[Material provided]
- - - - - - -

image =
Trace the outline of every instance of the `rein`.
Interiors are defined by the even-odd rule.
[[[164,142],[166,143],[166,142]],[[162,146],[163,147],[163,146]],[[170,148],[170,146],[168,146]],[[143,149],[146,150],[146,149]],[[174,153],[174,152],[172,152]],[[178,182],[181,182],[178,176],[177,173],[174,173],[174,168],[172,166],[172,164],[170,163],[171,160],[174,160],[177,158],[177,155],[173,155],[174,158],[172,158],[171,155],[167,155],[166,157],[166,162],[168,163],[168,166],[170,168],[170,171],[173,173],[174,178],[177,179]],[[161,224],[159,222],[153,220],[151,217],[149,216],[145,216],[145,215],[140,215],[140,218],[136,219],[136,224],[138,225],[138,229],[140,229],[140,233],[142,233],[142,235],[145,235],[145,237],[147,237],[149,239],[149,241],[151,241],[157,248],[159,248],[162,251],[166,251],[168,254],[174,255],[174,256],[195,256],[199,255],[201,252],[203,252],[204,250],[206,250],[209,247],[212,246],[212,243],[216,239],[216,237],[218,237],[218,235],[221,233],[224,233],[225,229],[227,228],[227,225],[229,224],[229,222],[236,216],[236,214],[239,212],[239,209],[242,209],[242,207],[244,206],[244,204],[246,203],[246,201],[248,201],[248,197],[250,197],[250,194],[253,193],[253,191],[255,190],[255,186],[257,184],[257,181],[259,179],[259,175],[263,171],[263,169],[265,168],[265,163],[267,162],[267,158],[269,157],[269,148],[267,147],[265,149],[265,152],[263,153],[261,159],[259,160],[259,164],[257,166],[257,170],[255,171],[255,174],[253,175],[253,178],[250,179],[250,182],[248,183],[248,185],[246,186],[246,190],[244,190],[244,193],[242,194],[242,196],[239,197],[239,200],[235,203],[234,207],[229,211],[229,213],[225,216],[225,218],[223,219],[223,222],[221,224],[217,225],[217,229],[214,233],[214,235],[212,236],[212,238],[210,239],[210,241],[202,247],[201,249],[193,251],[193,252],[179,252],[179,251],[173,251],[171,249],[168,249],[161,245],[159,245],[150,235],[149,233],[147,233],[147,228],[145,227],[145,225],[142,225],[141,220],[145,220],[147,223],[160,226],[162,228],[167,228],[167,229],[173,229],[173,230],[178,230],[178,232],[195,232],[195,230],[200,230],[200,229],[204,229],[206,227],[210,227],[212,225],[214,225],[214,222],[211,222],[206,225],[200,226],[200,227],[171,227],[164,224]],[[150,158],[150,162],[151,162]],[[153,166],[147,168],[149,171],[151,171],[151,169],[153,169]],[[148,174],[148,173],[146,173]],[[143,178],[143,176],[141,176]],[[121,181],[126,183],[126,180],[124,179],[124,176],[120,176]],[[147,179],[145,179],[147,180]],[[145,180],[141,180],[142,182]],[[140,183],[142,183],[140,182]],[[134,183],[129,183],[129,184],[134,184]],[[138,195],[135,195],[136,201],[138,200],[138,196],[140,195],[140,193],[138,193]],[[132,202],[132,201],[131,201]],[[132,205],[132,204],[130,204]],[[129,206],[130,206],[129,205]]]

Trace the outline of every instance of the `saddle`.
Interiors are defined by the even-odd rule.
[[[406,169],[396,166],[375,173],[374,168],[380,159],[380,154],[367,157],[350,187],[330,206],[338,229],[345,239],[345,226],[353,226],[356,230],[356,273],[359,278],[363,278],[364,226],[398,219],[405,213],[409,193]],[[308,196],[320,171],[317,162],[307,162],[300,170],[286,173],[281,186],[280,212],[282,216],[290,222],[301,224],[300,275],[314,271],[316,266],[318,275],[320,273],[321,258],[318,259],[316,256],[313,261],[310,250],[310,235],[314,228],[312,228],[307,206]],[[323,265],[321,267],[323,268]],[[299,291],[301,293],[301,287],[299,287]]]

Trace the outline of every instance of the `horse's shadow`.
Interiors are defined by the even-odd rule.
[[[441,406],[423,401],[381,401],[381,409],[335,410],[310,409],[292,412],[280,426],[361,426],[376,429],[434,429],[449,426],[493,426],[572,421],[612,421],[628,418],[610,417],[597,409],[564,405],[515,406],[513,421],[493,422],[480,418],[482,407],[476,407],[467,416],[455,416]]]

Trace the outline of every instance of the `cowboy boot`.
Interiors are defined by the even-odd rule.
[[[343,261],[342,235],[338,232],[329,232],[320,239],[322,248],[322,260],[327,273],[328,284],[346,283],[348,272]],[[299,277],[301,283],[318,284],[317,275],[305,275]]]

- - - - - - -

[What this task involves]
List every line of the items above that contains the word "instance", treating case as significant.

[Answer for the task]
Trace the outline of every instance of the `rein`.
Trace the outline of every instance of the `saddle`.
Trace the outline of every instance of the `horse's shadow`.
Trace the outline of every instance of the `cowboy boot`.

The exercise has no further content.